**Your task:** Print exactly the lines from the one containing "Examine the provided image for any mountain" through the last line of the listing, both included.

[Data]

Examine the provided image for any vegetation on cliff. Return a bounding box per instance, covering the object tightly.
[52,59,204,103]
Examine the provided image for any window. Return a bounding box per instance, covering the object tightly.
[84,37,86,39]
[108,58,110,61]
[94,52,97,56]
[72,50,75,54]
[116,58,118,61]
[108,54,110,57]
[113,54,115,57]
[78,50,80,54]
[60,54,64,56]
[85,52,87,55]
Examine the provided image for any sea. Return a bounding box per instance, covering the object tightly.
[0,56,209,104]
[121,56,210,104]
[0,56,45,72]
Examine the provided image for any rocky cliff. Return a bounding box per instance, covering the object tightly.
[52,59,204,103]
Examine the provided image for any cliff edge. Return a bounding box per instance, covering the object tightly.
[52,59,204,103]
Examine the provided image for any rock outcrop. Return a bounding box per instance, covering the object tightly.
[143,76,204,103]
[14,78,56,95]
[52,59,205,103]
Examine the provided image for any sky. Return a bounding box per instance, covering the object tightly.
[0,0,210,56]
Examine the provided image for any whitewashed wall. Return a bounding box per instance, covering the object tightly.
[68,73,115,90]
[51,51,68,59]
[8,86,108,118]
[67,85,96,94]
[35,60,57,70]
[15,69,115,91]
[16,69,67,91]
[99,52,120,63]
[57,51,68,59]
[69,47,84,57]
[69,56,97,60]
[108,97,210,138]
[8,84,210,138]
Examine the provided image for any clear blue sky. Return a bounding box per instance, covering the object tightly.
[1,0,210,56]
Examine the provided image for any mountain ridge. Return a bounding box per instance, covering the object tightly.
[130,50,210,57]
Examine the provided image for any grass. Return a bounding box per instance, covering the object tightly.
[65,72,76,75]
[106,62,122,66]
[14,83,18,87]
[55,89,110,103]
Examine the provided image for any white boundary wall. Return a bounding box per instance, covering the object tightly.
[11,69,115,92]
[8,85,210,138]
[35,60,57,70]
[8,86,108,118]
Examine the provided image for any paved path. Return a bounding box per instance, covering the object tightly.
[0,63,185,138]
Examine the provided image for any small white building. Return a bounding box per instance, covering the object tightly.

[/Data]

**Task result:**
Examine the provided image for any mountain ridge. Return a bounding box per instance, covering the object tightly.
[130,50,210,57]
Examine the provided image for any grass. Return a bounding box per instance, covering the object tightly.
[65,72,76,75]
[106,62,122,66]
[14,83,18,87]
[55,89,110,103]
Examine the provided image for any white boundary wall. Return a bounding box per instance, covering the object tightly.
[11,69,115,92]
[8,85,210,138]
[35,60,57,70]
[8,86,108,118]
Examine the provided image for any paved path. Return a bounding box per instance, covering the object tightly.
[0,63,185,138]
Examine the provided image for any small white building. Return a bounding box per instance, covering the object tightly.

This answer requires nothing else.